• **Cel**: Powiel wiernie wszystkie poniższe wiersze, ale obrazy pomiń w odpowiedzi.

• **Pokazane wiersze**:
__________________________________________________

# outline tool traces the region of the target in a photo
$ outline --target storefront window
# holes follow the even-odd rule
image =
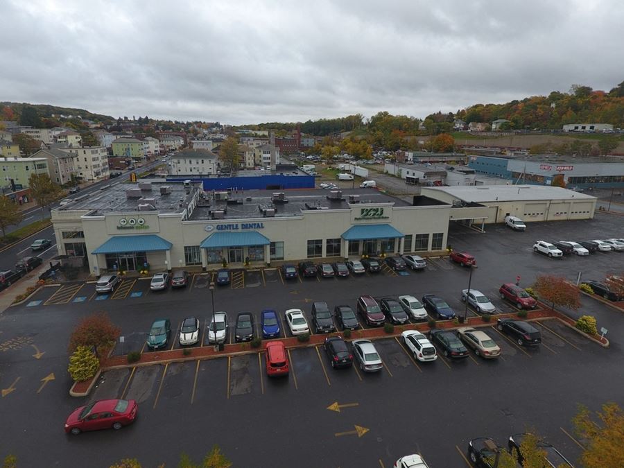
[[[309,259],[318,259],[323,256],[323,241],[321,239],[308,241]]]
[[[442,250],[442,241],[444,239],[444,232],[435,232],[431,238],[431,250]]]
[[[271,260],[284,260],[284,243],[272,242],[270,245]]]
[[[414,252],[422,252],[429,248],[429,234],[416,234],[414,240]]]
[[[340,256],[340,239],[327,239],[325,241],[325,257]]]
[[[184,264],[202,264],[202,255],[199,245],[184,245]]]

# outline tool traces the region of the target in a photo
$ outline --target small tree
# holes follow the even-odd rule
[[[78,346],[69,356],[67,372],[76,382],[82,382],[93,377],[100,368],[100,361],[87,346]]]
[[[6,235],[6,228],[17,225],[22,218],[21,212],[15,202],[3,195],[0,196],[0,230],[2,231],[3,237]]]
[[[580,307],[580,291],[562,277],[540,275],[535,280],[533,290],[544,300],[555,306],[569,307],[576,310]]]
[[[586,406],[580,405],[572,422],[576,435],[587,441],[587,449],[581,455],[586,467],[624,467],[624,412],[615,403],[603,405],[596,416]]]

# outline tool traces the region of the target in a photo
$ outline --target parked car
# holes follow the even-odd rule
[[[49,239],[37,239],[31,245],[31,248],[33,250],[43,250],[51,245],[52,241]]]
[[[434,345],[442,348],[442,354],[447,358],[467,358],[468,349],[454,333],[447,330],[431,330],[429,339]]]
[[[227,339],[227,314],[225,312],[215,312],[208,324],[208,343],[225,343]]]
[[[379,301],[381,311],[388,323],[402,324],[410,321],[410,318],[403,309],[403,306],[395,299],[384,297]]]
[[[496,321],[496,328],[512,336],[521,346],[536,346],[541,343],[539,330],[528,322],[512,318],[499,318]]]
[[[506,299],[518,309],[535,309],[537,306],[537,301],[531,297],[524,289],[513,283],[505,283],[499,288],[499,293],[501,293],[501,299]]]
[[[520,451],[520,447],[522,444],[522,440],[527,434],[514,434],[510,435],[508,441],[509,451],[514,456],[518,462],[522,465],[524,458],[522,453]],[[559,451],[552,444],[549,444],[545,440],[537,441],[537,449],[546,452],[545,467],[573,467],[574,465],[566,458],[560,451]]]
[[[197,317],[187,317],[182,321],[178,341],[180,346],[195,345],[199,341],[199,319]]]
[[[135,400],[99,400],[80,406],[65,421],[65,433],[78,435],[87,431],[121,429],[137,417],[139,405]]]
[[[302,261],[299,263],[299,274],[303,277],[315,277],[318,270],[311,261]]]
[[[575,255],[589,255],[589,250],[583,247],[580,243],[574,242],[573,241],[560,241],[559,244],[562,244],[564,245],[569,245],[572,248],[572,253]],[[557,243],[555,243],[555,245],[557,245]],[[561,248],[560,248],[561,249]]]
[[[360,369],[367,372],[381,370],[381,358],[375,345],[370,340],[354,340],[353,355],[360,365]]]
[[[422,304],[429,313],[440,320],[455,318],[455,311],[442,297],[435,294],[425,294],[422,297]]]
[[[427,262],[419,255],[404,255],[403,259],[412,270],[423,270],[427,267]]]
[[[545,241],[537,241],[533,244],[533,251],[544,254],[544,255],[548,255],[551,258],[553,257],[563,256],[563,252],[561,250],[557,249],[550,242],[546,242]]]
[[[293,335],[304,335],[310,333],[308,321],[300,309],[289,309],[284,313],[284,316]]]
[[[254,315],[251,312],[239,312],[236,315],[234,327],[234,340],[236,343],[251,341],[254,339]]]
[[[279,338],[281,330],[277,313],[271,309],[262,311],[260,314],[260,327],[263,339]]]
[[[336,330],[327,302],[312,303],[312,324],[316,333],[331,333]]]
[[[360,322],[355,312],[349,306],[336,306],[333,308],[336,320],[343,330],[356,330],[360,327]]]
[[[404,344],[411,352],[415,359],[422,362],[435,361],[437,353],[428,338],[416,330],[406,330],[401,333]]]
[[[399,296],[399,302],[403,306],[403,310],[415,320],[426,320],[428,318],[424,306],[414,296]]]
[[[474,259],[474,257],[465,252],[451,252],[450,258],[453,261],[459,263],[462,266],[476,265],[476,260]]]
[[[381,271],[381,263],[374,257],[370,257],[367,259],[362,259],[360,262],[369,273],[377,273]]]
[[[354,275],[363,275],[366,272],[364,266],[359,260],[349,260],[347,262],[347,267]]]
[[[15,263],[15,270],[17,271],[28,272],[36,268],[43,263],[40,257],[25,257],[20,259]]]
[[[471,327],[461,327],[457,329],[457,336],[468,347],[472,348],[477,356],[486,358],[501,356],[501,348],[496,342],[482,330]]]
[[[603,296],[605,299],[607,299],[609,301],[617,302],[618,301],[624,300],[624,295],[618,294],[616,291],[612,291],[609,286],[607,284],[605,284],[605,283],[599,283],[597,281],[593,281],[591,279],[588,281],[584,281],[583,283],[591,286],[591,288],[593,290],[594,294],[597,294],[599,296]]]
[[[176,270],[171,275],[171,287],[185,287],[189,283],[189,272],[186,270]]]
[[[476,289],[467,289],[462,291],[462,300],[465,302],[468,301],[478,313],[494,313],[496,308],[490,302],[487,297],[481,291]]]
[[[96,293],[112,293],[121,281],[121,278],[116,275],[103,275],[96,283]]]
[[[281,274],[284,279],[295,279],[299,276],[297,268],[293,265],[282,265]]]
[[[365,295],[360,296],[357,304],[358,313],[364,322],[369,325],[381,327],[383,324],[385,318],[379,304],[372,296]]]
[[[288,356],[281,341],[266,344],[266,374],[270,377],[288,374]]]
[[[333,272],[336,276],[346,278],[349,276],[349,268],[343,262],[337,261],[333,263]]]
[[[405,264],[405,260],[398,255],[387,257],[385,259],[385,264],[395,271],[401,271],[407,268]]]
[[[225,268],[222,268],[217,272],[217,277],[216,277],[216,283],[217,284],[224,286],[225,284],[229,284],[229,281],[232,281],[232,278],[229,275],[229,270]]]
[[[331,266],[331,263],[321,264],[318,268],[318,271],[323,278],[333,277],[333,267]]]
[[[169,286],[168,273],[156,273],[150,281],[150,289],[153,291],[162,291]]]
[[[350,367],[353,365],[353,354],[349,352],[342,336],[328,336],[323,344],[331,367]]]
[[[159,318],[152,322],[147,339],[148,349],[155,351],[167,347],[171,335],[171,323],[168,318]]]

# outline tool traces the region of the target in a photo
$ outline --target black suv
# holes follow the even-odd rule
[[[513,336],[521,346],[537,346],[541,343],[539,330],[528,322],[499,318],[496,322],[496,328]]]
[[[312,303],[312,324],[316,333],[331,333],[336,330],[327,302]]]

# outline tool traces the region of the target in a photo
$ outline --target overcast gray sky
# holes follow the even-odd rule
[[[0,101],[232,124],[608,91],[624,2],[3,0]]]

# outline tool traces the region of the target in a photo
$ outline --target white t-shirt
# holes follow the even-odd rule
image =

__________________________________________________

• **Pełna odpowiedź**:
# outline tool traces the region of the target in a photo
$ outline --target storefront window
# holes follow the even-odd rule
image =
[[[309,259],[318,259],[323,256],[323,241],[321,239],[308,241]]]
[[[442,250],[442,241],[444,239],[444,232],[435,232],[431,238],[431,250]]]
[[[271,260],[284,260],[284,243],[272,242],[270,245]]]
[[[414,252],[422,252],[429,248],[429,234],[416,234],[414,240]]]
[[[340,256],[340,239],[327,239],[325,241],[325,257]]]
[[[184,264],[202,264],[202,255],[199,245],[184,245]]]

# outline tool traces the region of the target in a photo
$ outline --target small tree
# holes follow the even-odd rule
[[[78,346],[69,356],[67,372],[76,382],[82,382],[93,377],[100,368],[100,361],[87,346]]]
[[[6,235],[6,228],[17,225],[22,218],[21,212],[15,202],[3,195],[0,196],[0,230],[2,231],[3,237]]]
[[[580,307],[580,291],[562,277],[540,275],[535,280],[533,290],[544,300],[555,306],[569,307],[576,310]]]
[[[586,406],[580,405],[572,422],[576,435],[587,441],[587,449],[581,455],[586,467],[624,467],[624,412],[615,403],[603,405],[596,416]]]

# outline tool traces the region of the target in a photo
$ outline --target parked car
# holes follow the even-odd rule
[[[49,239],[37,239],[31,245],[31,248],[33,250],[43,250],[51,245],[52,241]]]
[[[434,345],[442,348],[442,354],[447,358],[467,358],[468,349],[454,333],[447,330],[431,330],[429,339]]]
[[[227,339],[227,314],[225,312],[215,312],[208,324],[208,343],[225,343]]]
[[[379,301],[381,311],[388,323],[402,324],[410,321],[410,318],[403,309],[403,306],[395,299],[384,297]]]
[[[496,321],[496,328],[512,336],[521,346],[536,346],[541,343],[539,330],[528,322],[512,318],[499,318]]]
[[[506,299],[518,309],[535,309],[537,306],[537,301],[531,297],[524,289],[513,283],[505,283],[499,288],[499,293],[501,293],[501,299]]]
[[[520,451],[520,447],[522,444],[522,440],[527,434],[514,434],[510,435],[508,441],[509,451],[514,456],[518,462],[522,465],[524,458],[522,453]],[[559,451],[552,444],[549,444],[545,440],[537,441],[537,449],[546,452],[545,467],[573,467],[574,465],[566,458],[560,451]]]
[[[197,317],[187,317],[182,321],[178,341],[180,346],[195,345],[199,341],[199,319]]]
[[[135,400],[99,400],[80,406],[65,421],[65,433],[78,435],[87,431],[121,429],[137,417],[139,405]]]
[[[302,261],[299,263],[299,274],[303,277],[315,277],[318,270],[311,261]]]
[[[575,255],[589,255],[589,250],[583,247],[580,243],[574,242],[573,241],[560,241],[559,244],[562,244],[564,245],[569,245],[572,248],[572,253]],[[557,243],[555,243],[555,245],[557,245]],[[561,248],[560,248],[561,249]]]
[[[360,369],[367,372],[381,370],[381,358],[375,345],[370,340],[354,340],[353,355],[360,365]]]
[[[422,304],[429,313],[440,320],[455,318],[455,311],[442,297],[435,294],[425,294],[422,297]]]
[[[427,262],[419,255],[404,255],[403,259],[412,270],[423,270],[427,267]]]
[[[545,241],[537,241],[533,244],[533,251],[544,254],[544,255],[548,255],[551,258],[553,257],[563,256],[563,252],[561,250],[557,249],[550,242],[546,242]]]
[[[293,335],[304,335],[310,333],[308,321],[300,309],[289,309],[284,313],[284,316]]]
[[[254,315],[251,312],[239,312],[236,315],[234,327],[234,340],[236,343],[251,341],[254,339]]]
[[[279,338],[281,330],[277,313],[271,309],[262,311],[260,314],[260,327],[263,339]]]
[[[336,330],[327,302],[312,303],[312,324],[316,333],[331,333]]]
[[[360,322],[355,312],[349,306],[336,306],[333,308],[336,320],[343,330],[356,330],[360,327]]]
[[[404,344],[411,352],[415,359],[422,362],[435,361],[437,353],[428,338],[416,330],[406,330],[401,333]]]
[[[399,296],[399,302],[403,306],[403,310],[415,320],[426,320],[428,318],[424,306],[414,296]]]
[[[474,259],[474,257],[465,252],[451,252],[450,258],[453,261],[459,263],[462,266],[476,265],[476,260]]]
[[[381,271],[381,263],[374,257],[370,257],[367,259],[362,259],[360,262],[369,273],[377,273]]]
[[[354,275],[363,275],[366,272],[364,266],[359,260],[349,260],[347,262],[347,267]]]
[[[15,263],[15,270],[17,271],[28,272],[36,268],[43,263],[40,257],[25,257],[20,259]]]
[[[471,327],[461,327],[457,329],[457,336],[468,347],[472,348],[477,356],[486,358],[501,356],[501,348],[496,342],[482,330]]]
[[[603,296],[605,299],[607,299],[609,301],[617,302],[618,301],[624,300],[624,295],[618,294],[616,291],[612,291],[609,286],[607,284],[605,284],[605,283],[599,283],[597,281],[593,281],[591,279],[588,281],[584,281],[583,283],[591,286],[591,288],[593,290],[594,294],[597,294],[599,296]]]
[[[176,270],[171,275],[171,287],[185,287],[189,283],[189,272],[186,270]]]
[[[476,289],[467,289],[462,291],[462,300],[465,302],[468,301],[478,313],[494,313],[496,308],[490,302],[487,297],[481,291]]]
[[[96,293],[112,293],[121,281],[121,278],[116,275],[103,275],[96,283]]]
[[[281,274],[284,279],[295,279],[299,276],[297,268],[293,265],[282,265]]]
[[[365,295],[360,296],[357,304],[358,313],[364,322],[369,325],[381,327],[383,324],[385,318],[379,304],[372,296]]]
[[[288,356],[281,341],[266,344],[266,374],[270,377],[288,374]]]
[[[333,272],[336,276],[346,278],[349,276],[349,268],[343,262],[337,261],[333,263]]]
[[[405,264],[405,260],[398,255],[387,257],[385,259],[385,264],[395,271],[401,271],[407,268]]]
[[[225,268],[222,268],[217,272],[217,277],[216,277],[216,283],[217,284],[224,286],[225,284],[229,284],[229,281],[232,281],[232,278],[229,275],[229,270]]]
[[[331,266],[331,263],[321,264],[318,268],[318,271],[323,278],[333,277],[333,267]]]
[[[169,286],[168,273],[156,273],[150,281],[150,289],[153,291],[162,291]]]
[[[350,367],[353,365],[353,354],[349,352],[342,336],[328,336],[323,344],[331,367]]]
[[[159,318],[152,322],[147,339],[148,349],[155,351],[167,347],[171,335],[171,323],[168,318]]]

# outline tool traces the region of the target in a photo
$ outline --target black suv
# holes follow the even-odd rule
[[[513,336],[521,346],[537,346],[541,343],[539,330],[528,322],[499,318],[496,322],[496,328]]]
[[[312,303],[312,324],[316,333],[331,333],[336,330],[327,302]]]

# outline tool traces the region of the target in a photo
$ outline --target overcast gray sky
# holes follow the even-odd rule
[[[0,101],[232,124],[608,91],[624,2],[3,0]]]

# outline tool traces the region of the target in a photo
$ outline --target white t-shirt
# holes follow the even-odd rule
image =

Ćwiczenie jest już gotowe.